▶ [Exercise passage]

↓

This bulb’s basal plate generally has a small bud on it; this is the part where the plant grows from. The plant’s bulb is surrounded by layers of modified leaf structures known as scales, which help the plant store food. The bulb is generally covered by a tunic, a papery skin that helps protect the bulb.

Plant Tubers

Rhizomes of the Zz plant are also often confused with tubers, but these two plant structures are also different, so it is important to distinguish between them. Tubers and rhizomes look very similar, which is why people can easily get confused between the two.

Tubers are structures that also grow in the plant’s soil, but they are modified stems of the plant. Tubers differ from bulbs as they do not have a protective tunic or a basal plant, and the storage structure of tubers is more simplistic.

Tubers still have the scale layers around them, but they also have what is known as eyes, which roots and plant shoots grow from. Tubers do not divide or create offshoots; instead, they grow bigger and bigger every growing season. The most well-known and common example of a tuber is potatoes.

Problems Zz Plant Rhizomes Can Face

As Zz plant rhizomes are technically root structures and grow in the soil, you need to be careful of root rot with the rhizomes. The rhizomes of the Zz plant can develop root rot as easily as the roots of the plant, and the root rot can spread between the rhizomes and roots of the plant, affecting the entire plant.

You need to ensure that your Zz plant is in well-draining, aerated loose soil and offers some oxygen movement in the soil. Do not let your Zz plant sit in excess water, as this will cause root rot for your plant, affecting all the plant’s structures under the soil, including the rhizomes.

ZZ plant

Should Zz Plant Rhizomes Be Exposed?

It is usual for people to notice their Zz plant’s rhizomes sticking out of the soil after they have watered them. This is natural and is due to soil erosion that occurs when you water your plant over and over again in the same location.

This happens easily with the rhizomes as they grow close to the soil’s surface. If you notice that your Zz plant’s rhizomes are partially exposed, you should cover them with suitable soil again, as it is not healthy for them to be exposed.

If they are not exposed due to soil erosion, then your Zz plant may be root bound, meaning there is no more space left in the plant pot for the roots to grow and develop properly.

This could happen when the rhizomes have developed new Zz plants that are growing and taking up too much space in the pot. If this is the reason for the rhizomes being exposed, you need to propagate your Zz plant and plant the new plants in separate plant pots.

Related: ZZ Plant Root Rot: Causes, Important Detection Tips & Solutions

Propagating Zz Plants Through Rhizome Division

As Zz plant rhizomes grow and develop new Zz plants on them, this can cause the mother plant’s pot becomes crowded as there are so many new little plants sprouting up in the pot.

↑

▶ [Supplied data]

↓

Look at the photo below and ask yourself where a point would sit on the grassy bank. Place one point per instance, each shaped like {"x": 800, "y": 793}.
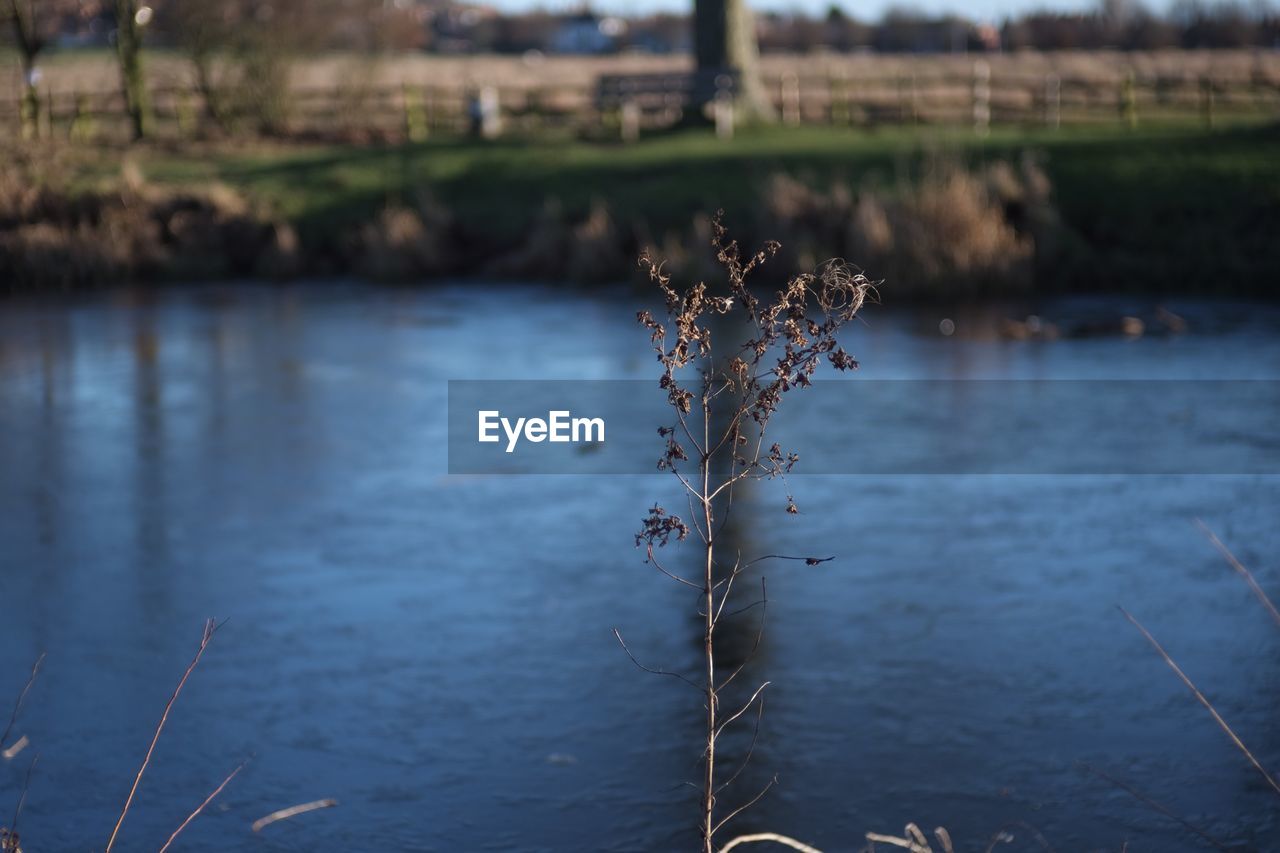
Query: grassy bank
{"x": 1165, "y": 208}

↑

▶ [To do]
1. According to the passage on Zz plant rhizomes, what is the most well-known and common example of a tuber?
2. Write out everything in the passage on Zz plant rhizomes from "Plant Tubers" down to "between the two.", word for word.

▶ [Answers for the tasks]
1. Potatoes.

2.
Plant Tubers

Rhizomes of the Zz plant are also often confused with tubers, but these two plant structures are also different, so it is important to distinguish between them. Tubers and rhizomes look very similar, which is why people can easily get confused between the two.